_Sayfa Alıntısı_:

9 Ağustos 2009 Pazar

"Türkiye karşıtlığımız geçici bir pozisyon değil"

"Fransa Milli Meclisi'nin dünkü oturumunda Türkiye'nin AB üyeliğiyle ilgili bir soru üzerine söz alan Avrupa Bakanı Bruno Lamaire, Türkiye'nin AB'ye girmesine karşı çıkmalarının 'duruma göre alınmış bir pozisyon' olmadığını söyledi. AB'nin, siyasî birlik amacını gerçekleştirebilmesi için sınırlarının çizilmesi gerektiğine inandıklarını bildiren Lamaire, Türkiye'yi bu nedenle AB'de istemediklerini dile getirdi. Fransız bakan, 'bir yandan Türkiye'nin üyeliğine karşı çıkarken diğer yandan müzakerelerin sürdürülmesine müsaade ettikleri' yönündeki eleştirilere karşılık, müzakerelerin çok farklı bir çerçevede sürdüğünü savunarak amacının üyelik değil 'değerler ve normların yakınlaşması' olduğunu iddia etti"
Zaman Gazetesi, 4 Haziran 2009

dipnot: Kimi vatandaşın "ya bizi niye alsınlar", kimisinin "bu halde almazlar" gibisinden
yargıları genel gündem oldu AB konusunda. İnsanlar olaya bu açıdan baktı. Bu tepkiler
insanlarda bir tür savunma mekanizması olarak ortaya çıktı bana göre.

_İstenen Görev_:
Fransa'nın Türkiye'nin AB üyeliğine karşı tutumunu konu alan yukarıdaki yazıyı son cümlesinden sonra sürdürün.

_Kayıtlı Veriler_:

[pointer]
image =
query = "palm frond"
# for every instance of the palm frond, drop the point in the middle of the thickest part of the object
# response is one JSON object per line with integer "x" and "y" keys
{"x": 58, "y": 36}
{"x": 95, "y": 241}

_Görev Yanıtı_:
Avrupa Kıtasının tarihsel sınıf mücadelelerinden, iç savaşlarından, ülkelerarası paylaşım
savaşlarından beslenerek ortaya çıkardığı evrensel insan değerlerini ve onun sonucu olarak
Avrupa Birliği kurumunu hiçbir aklı başında yadsıyamaz. Fikir özgürlüğünü, etnik farklılıklara
hoşgörüyü ve sosyal refahı baz alan bu değerler silsilesi tüm ulusların dilediği, ve layık olduğu
değerlerdir. Sorun bu noktada başlıyor, medeniyet çizgisinin ötesine kayıtsız şartsız bu kurum
ile geçmeye çalışmak...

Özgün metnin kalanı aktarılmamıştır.